■ TEXT EXTRACT ■

Ding Hui Dec. 28, 2024, 5 a.m. UTC | #1
Sorry for late reply.

Thanks for pointing out the release order issue that I indeed overlooked.

I'm not an expert in PCI, so I'm not sure if there's a similar PCI topology like this:

[00]-+..
      |
      +--03.0-[01-03]--+-00.0  Endpoint
                       +-00.1-[02-03]--+-02.0-[02]--x
                                       \-0d.0-[03]----00.0  Endpoint

If this is possible, I think that even after applying your patch, removing 01:00.0
individually by
   echo 1 > /sys/bus/pci/devices/0000:01:00.0/remove
maybe still lead to a Use-After-Free when pcie_aspm_exit_link_state(<02:02.0>).

Additionally, Bjorn Helgaas also expects compliance with the PCIe specification r6.0,
section 7.5.3.7, which recommends that software programs the same ASPM Control value
across all functions of multi-function devices.

■ ENTRIES SHOWN ■
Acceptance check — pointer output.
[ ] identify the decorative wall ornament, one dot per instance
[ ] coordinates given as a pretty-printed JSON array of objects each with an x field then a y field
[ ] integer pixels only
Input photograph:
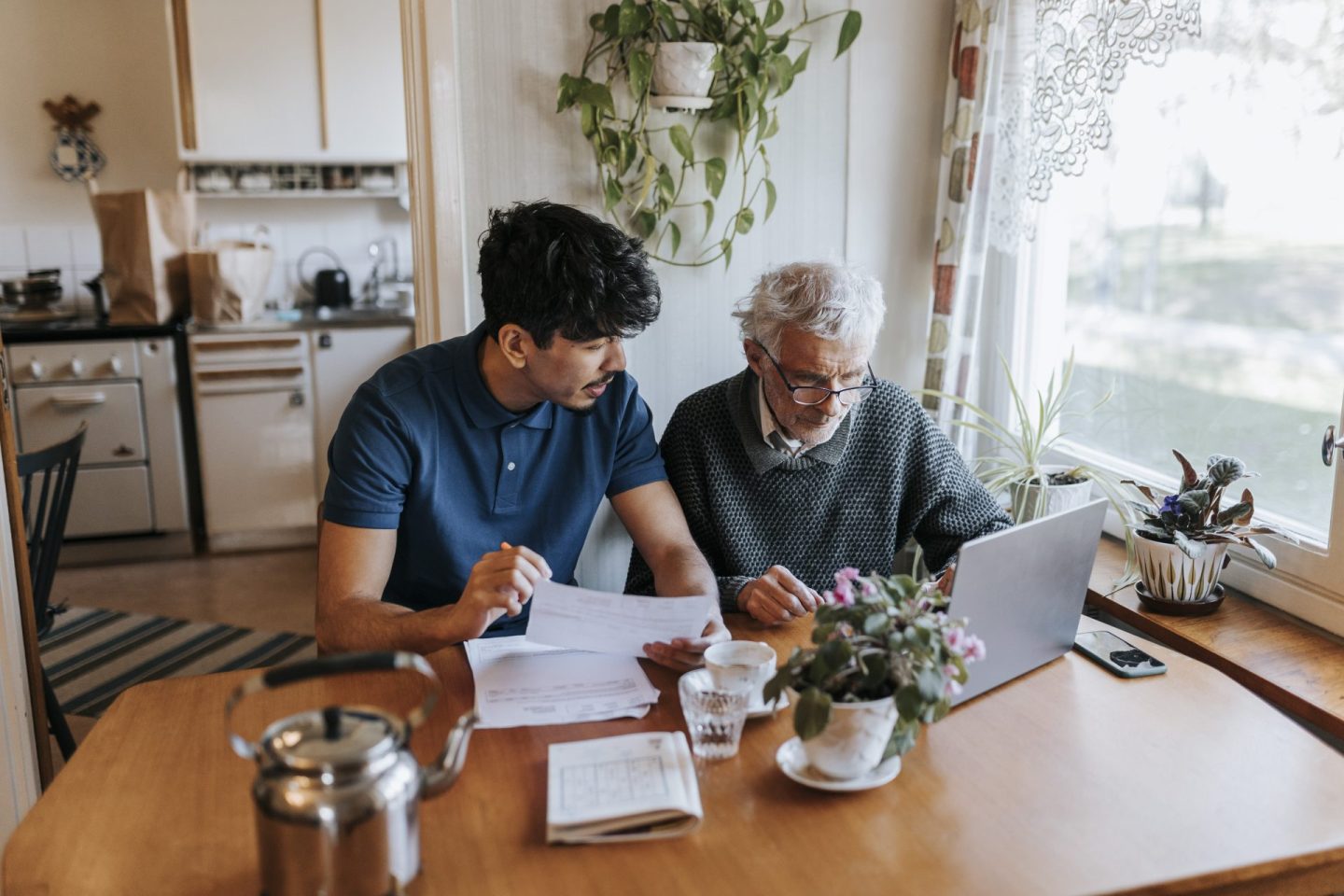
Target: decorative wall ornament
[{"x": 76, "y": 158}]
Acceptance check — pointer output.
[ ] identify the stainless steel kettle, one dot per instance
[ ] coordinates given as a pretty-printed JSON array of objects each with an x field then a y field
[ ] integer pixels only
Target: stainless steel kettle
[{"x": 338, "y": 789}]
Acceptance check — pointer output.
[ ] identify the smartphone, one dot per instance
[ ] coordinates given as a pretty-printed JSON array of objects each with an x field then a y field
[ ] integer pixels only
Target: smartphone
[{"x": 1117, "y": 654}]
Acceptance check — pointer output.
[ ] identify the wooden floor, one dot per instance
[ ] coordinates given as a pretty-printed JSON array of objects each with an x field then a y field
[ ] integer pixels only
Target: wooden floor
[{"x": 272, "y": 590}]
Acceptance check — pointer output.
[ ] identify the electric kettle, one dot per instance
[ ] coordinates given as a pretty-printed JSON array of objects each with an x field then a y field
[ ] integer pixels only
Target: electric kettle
* * *
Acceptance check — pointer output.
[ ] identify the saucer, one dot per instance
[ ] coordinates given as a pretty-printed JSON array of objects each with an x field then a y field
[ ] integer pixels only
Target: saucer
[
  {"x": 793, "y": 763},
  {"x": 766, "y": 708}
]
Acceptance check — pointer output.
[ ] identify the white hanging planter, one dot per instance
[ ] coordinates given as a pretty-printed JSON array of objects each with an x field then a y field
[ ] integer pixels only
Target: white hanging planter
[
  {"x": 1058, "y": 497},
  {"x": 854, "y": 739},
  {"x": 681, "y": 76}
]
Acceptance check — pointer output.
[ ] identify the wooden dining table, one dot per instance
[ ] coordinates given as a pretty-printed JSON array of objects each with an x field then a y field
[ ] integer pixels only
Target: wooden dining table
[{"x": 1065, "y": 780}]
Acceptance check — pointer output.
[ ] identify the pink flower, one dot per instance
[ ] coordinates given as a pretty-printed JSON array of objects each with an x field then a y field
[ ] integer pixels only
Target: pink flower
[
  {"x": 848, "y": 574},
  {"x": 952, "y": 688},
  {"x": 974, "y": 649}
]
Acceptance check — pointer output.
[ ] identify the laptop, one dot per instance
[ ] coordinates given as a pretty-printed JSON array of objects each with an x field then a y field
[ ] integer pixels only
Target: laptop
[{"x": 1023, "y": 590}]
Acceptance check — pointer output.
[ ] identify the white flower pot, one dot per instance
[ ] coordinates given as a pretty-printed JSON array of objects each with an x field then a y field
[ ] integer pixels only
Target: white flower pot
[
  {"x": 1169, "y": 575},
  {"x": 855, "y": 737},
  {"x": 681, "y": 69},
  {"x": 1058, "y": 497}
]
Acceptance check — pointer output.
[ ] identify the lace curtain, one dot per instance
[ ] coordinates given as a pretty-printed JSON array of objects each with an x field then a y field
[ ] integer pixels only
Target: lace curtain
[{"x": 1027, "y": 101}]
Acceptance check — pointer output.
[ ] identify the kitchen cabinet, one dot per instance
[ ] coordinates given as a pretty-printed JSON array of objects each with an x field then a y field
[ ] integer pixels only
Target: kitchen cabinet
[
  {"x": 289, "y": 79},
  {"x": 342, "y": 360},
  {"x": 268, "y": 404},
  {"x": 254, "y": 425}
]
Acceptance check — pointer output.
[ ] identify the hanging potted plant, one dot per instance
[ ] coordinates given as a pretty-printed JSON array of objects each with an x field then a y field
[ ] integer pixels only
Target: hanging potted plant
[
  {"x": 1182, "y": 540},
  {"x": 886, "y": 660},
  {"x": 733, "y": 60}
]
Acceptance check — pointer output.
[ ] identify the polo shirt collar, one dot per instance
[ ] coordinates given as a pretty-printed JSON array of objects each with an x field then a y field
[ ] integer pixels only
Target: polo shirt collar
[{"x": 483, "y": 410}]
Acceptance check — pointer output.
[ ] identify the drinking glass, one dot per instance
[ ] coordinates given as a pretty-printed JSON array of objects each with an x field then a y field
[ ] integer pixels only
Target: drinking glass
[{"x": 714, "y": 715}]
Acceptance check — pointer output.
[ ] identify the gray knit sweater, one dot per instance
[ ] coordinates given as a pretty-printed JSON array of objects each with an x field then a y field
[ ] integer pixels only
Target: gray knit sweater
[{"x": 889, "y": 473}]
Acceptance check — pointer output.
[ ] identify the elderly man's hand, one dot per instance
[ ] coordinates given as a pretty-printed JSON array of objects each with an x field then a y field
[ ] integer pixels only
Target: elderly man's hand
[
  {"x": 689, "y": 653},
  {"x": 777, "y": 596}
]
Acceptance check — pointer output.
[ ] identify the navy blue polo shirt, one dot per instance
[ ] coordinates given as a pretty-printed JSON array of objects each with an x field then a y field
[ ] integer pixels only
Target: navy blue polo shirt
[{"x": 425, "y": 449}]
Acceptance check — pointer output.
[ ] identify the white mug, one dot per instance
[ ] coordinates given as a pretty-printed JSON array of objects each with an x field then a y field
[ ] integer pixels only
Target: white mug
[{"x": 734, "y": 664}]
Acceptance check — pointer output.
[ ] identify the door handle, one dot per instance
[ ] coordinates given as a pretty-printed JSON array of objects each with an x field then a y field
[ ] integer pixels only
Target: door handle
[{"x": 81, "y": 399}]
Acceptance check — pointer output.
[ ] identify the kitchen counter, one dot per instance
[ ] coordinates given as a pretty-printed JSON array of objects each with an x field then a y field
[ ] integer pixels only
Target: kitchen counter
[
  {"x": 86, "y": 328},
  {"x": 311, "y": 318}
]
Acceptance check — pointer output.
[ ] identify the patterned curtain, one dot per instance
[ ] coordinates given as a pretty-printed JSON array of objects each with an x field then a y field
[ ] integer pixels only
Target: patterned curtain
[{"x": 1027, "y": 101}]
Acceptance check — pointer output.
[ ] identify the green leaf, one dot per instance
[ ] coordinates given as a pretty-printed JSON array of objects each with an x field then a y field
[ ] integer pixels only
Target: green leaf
---
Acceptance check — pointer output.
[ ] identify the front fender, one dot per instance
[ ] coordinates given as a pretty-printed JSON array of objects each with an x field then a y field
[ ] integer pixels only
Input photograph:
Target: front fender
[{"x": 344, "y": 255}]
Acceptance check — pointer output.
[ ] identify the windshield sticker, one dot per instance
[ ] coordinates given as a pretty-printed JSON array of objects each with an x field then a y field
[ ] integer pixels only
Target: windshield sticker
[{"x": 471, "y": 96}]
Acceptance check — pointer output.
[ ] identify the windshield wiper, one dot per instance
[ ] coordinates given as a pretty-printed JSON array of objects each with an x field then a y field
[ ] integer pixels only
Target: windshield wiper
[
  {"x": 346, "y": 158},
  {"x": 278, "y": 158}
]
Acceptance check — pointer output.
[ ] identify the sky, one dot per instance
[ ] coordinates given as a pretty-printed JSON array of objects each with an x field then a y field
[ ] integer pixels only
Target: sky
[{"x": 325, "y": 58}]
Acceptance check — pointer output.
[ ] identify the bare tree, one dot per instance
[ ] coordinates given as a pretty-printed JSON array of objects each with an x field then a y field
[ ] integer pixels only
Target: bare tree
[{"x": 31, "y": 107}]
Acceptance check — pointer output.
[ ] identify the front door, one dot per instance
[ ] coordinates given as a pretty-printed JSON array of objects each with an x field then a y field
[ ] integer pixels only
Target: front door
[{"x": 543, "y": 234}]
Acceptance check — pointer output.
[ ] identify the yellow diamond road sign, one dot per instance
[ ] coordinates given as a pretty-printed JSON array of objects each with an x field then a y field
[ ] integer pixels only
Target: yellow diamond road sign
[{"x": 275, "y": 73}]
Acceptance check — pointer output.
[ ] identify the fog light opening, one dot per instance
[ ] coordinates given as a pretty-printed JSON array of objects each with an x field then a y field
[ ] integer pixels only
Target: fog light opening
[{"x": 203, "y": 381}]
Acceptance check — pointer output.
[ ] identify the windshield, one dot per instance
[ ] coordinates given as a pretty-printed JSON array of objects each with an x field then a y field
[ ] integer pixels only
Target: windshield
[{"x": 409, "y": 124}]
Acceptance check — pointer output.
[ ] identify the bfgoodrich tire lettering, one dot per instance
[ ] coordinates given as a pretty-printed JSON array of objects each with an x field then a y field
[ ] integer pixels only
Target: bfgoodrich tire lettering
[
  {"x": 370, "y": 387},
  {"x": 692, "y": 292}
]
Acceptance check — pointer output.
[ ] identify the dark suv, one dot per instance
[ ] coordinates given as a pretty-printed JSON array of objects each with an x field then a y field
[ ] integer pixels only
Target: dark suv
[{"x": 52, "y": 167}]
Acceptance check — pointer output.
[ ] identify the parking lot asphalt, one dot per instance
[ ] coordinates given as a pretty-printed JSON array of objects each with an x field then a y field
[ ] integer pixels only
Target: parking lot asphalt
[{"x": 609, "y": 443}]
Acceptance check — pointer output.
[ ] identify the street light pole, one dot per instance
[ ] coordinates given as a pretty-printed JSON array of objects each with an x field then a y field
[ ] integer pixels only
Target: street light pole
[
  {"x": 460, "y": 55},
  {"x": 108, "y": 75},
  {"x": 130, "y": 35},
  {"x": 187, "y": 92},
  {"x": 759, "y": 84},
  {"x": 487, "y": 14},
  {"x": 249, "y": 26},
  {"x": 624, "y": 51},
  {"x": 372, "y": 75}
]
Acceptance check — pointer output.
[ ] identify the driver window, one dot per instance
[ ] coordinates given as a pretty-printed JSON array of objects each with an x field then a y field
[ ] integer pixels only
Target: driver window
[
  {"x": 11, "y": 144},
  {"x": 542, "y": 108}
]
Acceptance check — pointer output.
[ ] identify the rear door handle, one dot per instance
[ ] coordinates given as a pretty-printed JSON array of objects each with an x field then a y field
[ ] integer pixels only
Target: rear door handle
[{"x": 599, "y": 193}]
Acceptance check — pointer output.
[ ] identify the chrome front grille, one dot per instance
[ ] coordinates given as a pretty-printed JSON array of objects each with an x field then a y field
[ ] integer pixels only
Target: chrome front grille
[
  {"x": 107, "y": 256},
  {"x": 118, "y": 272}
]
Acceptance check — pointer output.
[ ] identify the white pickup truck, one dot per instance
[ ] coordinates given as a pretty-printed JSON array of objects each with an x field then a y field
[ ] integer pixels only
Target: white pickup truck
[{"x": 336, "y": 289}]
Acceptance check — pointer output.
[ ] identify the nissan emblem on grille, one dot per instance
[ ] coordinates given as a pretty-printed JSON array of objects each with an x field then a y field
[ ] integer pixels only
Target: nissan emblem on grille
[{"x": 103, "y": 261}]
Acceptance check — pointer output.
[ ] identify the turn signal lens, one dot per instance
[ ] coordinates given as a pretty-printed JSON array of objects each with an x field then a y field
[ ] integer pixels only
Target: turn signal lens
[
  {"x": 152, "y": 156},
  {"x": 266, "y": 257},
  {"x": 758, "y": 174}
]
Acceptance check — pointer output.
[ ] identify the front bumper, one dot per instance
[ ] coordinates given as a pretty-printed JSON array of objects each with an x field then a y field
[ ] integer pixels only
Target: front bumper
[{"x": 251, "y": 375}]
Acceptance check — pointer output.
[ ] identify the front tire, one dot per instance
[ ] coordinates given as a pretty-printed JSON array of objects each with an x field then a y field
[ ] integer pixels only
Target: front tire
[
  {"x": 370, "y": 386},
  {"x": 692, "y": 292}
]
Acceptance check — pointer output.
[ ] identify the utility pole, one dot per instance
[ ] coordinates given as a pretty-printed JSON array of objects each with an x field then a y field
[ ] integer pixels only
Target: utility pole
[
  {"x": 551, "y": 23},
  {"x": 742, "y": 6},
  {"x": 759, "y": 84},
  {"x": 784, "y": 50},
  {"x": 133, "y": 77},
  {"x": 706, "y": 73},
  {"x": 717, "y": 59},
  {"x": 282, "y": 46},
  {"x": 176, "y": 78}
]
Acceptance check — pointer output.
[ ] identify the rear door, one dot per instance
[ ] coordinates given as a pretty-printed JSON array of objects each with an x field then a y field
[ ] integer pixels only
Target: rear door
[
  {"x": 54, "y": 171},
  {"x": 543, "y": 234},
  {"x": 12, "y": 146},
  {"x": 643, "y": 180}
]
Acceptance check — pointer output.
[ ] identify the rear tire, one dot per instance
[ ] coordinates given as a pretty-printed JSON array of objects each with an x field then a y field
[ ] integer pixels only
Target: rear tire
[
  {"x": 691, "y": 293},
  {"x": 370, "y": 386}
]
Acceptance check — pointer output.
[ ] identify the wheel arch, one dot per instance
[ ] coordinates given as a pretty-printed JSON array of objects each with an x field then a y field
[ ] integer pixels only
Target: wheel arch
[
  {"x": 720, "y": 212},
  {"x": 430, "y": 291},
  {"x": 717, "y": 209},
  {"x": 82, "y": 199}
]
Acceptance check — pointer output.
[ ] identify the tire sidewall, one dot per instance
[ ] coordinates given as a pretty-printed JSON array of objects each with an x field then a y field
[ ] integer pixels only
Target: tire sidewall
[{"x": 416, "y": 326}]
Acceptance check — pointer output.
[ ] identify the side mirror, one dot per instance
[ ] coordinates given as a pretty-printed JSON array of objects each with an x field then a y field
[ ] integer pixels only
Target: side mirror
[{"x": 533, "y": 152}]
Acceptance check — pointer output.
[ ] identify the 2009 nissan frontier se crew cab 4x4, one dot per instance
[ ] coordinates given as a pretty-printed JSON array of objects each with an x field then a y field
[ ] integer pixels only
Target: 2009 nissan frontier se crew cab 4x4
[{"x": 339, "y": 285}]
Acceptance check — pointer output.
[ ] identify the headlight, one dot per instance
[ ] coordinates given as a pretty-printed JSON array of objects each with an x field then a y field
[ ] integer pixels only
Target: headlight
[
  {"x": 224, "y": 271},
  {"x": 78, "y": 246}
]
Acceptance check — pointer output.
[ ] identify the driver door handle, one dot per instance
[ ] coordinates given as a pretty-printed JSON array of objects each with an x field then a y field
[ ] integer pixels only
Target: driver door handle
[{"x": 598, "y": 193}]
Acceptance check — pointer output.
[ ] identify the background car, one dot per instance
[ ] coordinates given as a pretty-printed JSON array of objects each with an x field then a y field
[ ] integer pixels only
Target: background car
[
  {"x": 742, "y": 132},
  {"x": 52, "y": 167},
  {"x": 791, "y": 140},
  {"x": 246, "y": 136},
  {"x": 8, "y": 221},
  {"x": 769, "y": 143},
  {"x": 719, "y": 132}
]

■ TASK REQUIREMENTS ■
Repeat word for word the passage of the forum reply about PCI topology, starting with "If this is possible, I" and going on through "Use-After-Free when pcie_aspm_exit_link_state(<02:02.0>).".

■ RESULT FOR THIS TASK ■
If this is possible, I think that even after applying your patch, removing 01:00.0
individually by
   echo 1 > /sys/bus/pci/devices/0000:01:00.0/remove
maybe still lead to a Use-After-Free when pcie_aspm_exit_link_state(<02:02.0>).